北京正以極快的速度在轉變中,每星期都有小胡同在消失,以便讓位給巨型的摩天大樓,自從〝沙士〞事件之後,道路完全被私家車佔據了,而每個月均有裝修佈置品味高雅的餐廳開張營業,三里屯的露天咖啡座林立,散發著濃濃的歐陸風情,在后海區湖畔的晚上,其繁華熱鬧的氣氛與香港的蘭桂坊比較有過之而無不及。每晚,設置於湖畔的長沙發和靠背椅上坐滿了北京的年輕人。可是,儘管出現了這麼多的改變,但北京在電影、表演和展覽等文化活動方面卻還十分之貧乏。博物館仍像二十年前一樣死氣沉沉,爵士樂根本找不到生存的空間,畫廊的數量若以這城市的比例來計算可說是少得可憐。北京所提供的國際文娛節目若與充斥著舞蹈節、電影節、戲劇節或音樂節的香港相比較,實在是乏善足陳。不過,文化活動卻實是存在的,北京人被問到這問題時沒有人會說沒有,但必須到其他地方,到城市的邊緣去尋找。它避開了被審批弄得了無生氣的官方舞台,在僵化的制度之縫隙間找到自由的空間表達,而無數半地下形式的文化活動就在制度監督以外的地方蓬勃起來。

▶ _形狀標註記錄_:
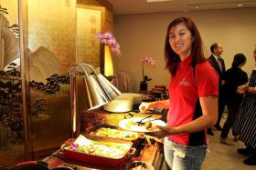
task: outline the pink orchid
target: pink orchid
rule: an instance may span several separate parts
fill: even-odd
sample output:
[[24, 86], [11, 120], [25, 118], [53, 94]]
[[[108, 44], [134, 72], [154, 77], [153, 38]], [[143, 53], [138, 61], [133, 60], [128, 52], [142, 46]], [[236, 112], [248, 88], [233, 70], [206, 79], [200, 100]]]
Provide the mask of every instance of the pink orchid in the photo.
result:
[[121, 55], [120, 45], [110, 32], [96, 33], [95, 37], [101, 41], [101, 44], [107, 45], [111, 47], [112, 53], [117, 56]]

▶ _練習說明_: 從最後一句之後接續寫下這段談北京文化活動的摘錄。 這些記錄取自另一來源。

▶ _正確答案_:
位於北京北東郊的舊工業區大山子是一個成功的例子。798工廠是毛澤東全盛時期中華人民共和國內其中一家尖端科技工廠,現時的廠房已有一半被改建為藝術村,有書室、工作坊、畫廊、咖啡室和餐館。在北京市內或近郊的地方也有這類型的地方存在或曾經存在過(如圓明園社群(位於圓明園舊址)或宋莊藝術村)。有部份只屬曇花一現,其他的都是分散各處,規模較小和沒有甚麼組織的。大山子是一個頗有抱負的計劃,它嘗試活出今日的精彩,不忘過往的光輝。當年,這座718號(7是兵工廠的代號)聯合廠在五十年代由東德建造,是同類型工廠中的典範。廠房的建築結構以實用為主但卻不減外形線條的優美,朝北而建的高窗有著德國包豪斯的建築風格,或最低限度一種受包豪斯建築風格影響的東德建築。它生產的無線電電子元件是專門供給軍隊使用,一九五七年落成後,當時所有共產黨的要員都曾經探訪這模範工廠,而廠內員工全都為此引以為榮 。後來,它被分割為多個較小的單位,而其中最著名的便是798工廠。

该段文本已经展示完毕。